Activity list:
a. In the article on tomato hybrid vigor, what hormone is made by the gene whose defect was identified in Zach Lippman's previous work?
b. Set down the passage of the tomato hybrid vigor article starting at "Tomatoes that will" and ending at "to accomplish this.", word for word.

Document section:
Content starts

Scientists learn how tweaking a ‘hybrid vigor’ gene generates higher crop yields
Cold Spring Harbor, NY — Every gardener knows the look of a ripe tomato. That bright red color, that warm earthy smell, and the sweet juicy flavor are hard to resist. But commercial tomato plants have a very different look from the backyard garden variety, which can grow endlessly under the right conditions to become tall and lanky.
Tomatoes that will be canned for sauces and juice are harvested from plants that stop growing earlier than classic tomato varieties, and are therefore more like bushes. While the architecture of these compact bushy plants allows mechanical harvesters to reap the crop, the early end of growth means that each plant produces fewer fruits than their home garden cousins.
But what if commercial tomato growers could coax plants into producing more fruit without sacrificing that unique and necessary bushy plant shape? Today, CSHL researchers announced that they have determined a way to accomplish this.
Their research has revealed one genetic mechanism for hybrid vigor, a property of plant breeding that has been exploited to boost yield since the early 20th century. Teasing out the hidden subtleties of a type of hybrid vigor involving just one gene has provided the scientists with means to tweak the length of time that bushy tomato varieties can produce flowers. In these plants, longer flowering time substantially raises fruit yield.
First identified at CSHL by George Shull in 1908, hybrid vigor – or heterosis, as biologists call it – involves interbreeding genetically distinct plants to generate offspring more robust than either inbred parent. It has been used for decades to improve agricultural productivity, but scientists have long debated how and why it works.
In his previous work (pdf), CSHL Associate Professor Zach Lippman and Israeli colleagues identified a rare example of hybrid vigor involving a genetic defect in the gene that makes florigen, a hormone that controls the process of flowering and flower production. The mutation dramatically increases tomato yields in bush tomatoes, and Lippman and his team, led by postdoctoral researcher Ke Jiang, set out to understand the mechanism behind this remarkable result.
They found that bushy plants with a mutation in one of the two copies of the florigen gene, producing half as much florigen as plants without the mutation do, postpone the moment when they stop producing flowers. This, in turn, leads to many more fruits overall.
“This is because,” Lippman explains, “bushy tomato varieties are highly sensitive to the amount, or dosage, of the florigen hormone, which alters plant architecture – that is, how many flowers can form before growth ends. These discoveries lead to an exciting prediction: that it may be possible to tweak florigen levels to increase yields even further.”

Content ends

Data records:
Content starts

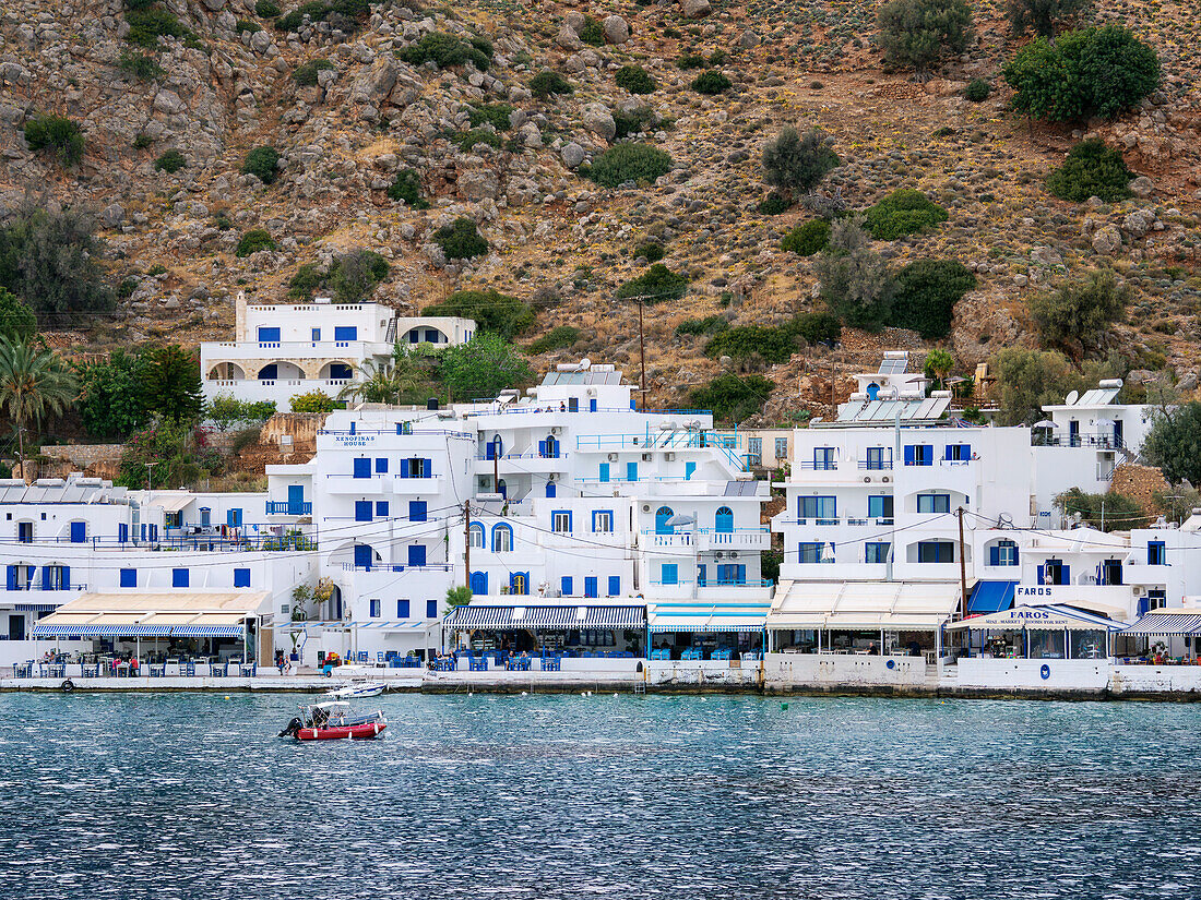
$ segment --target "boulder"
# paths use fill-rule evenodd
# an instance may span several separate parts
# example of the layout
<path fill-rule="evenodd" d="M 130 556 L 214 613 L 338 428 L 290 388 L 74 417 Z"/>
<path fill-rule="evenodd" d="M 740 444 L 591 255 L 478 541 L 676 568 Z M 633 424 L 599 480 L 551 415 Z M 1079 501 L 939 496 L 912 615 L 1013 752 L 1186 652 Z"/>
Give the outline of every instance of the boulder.
<path fill-rule="evenodd" d="M 1093 235 L 1093 251 L 1103 257 L 1111 257 L 1122 250 L 1122 232 L 1115 226 L 1097 229 Z"/>
<path fill-rule="evenodd" d="M 609 43 L 626 43 L 629 40 L 629 25 L 621 16 L 607 16 L 600 28 Z"/>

Content ends

Results of the exercise:
a. Florigen, the hormone that controls flowering and flower production.

b.
Tomatoes that will be canned for sauces and juice are harvested from plants that stop growing earlier than classic tomato varieties, and are therefore more like bushes. While the architecture of these compact bushy plants allows mechanical harvesters to reap the crop, the early end of growth means that each plant produces fewer fruits than their home garden cousins.
But what if commercial tomato growers could coax plants into producing more fruit without sacrificing that unique and necessary bushy plant shape? Today, CSHL researchers announced that they have determined a way to accomplish this.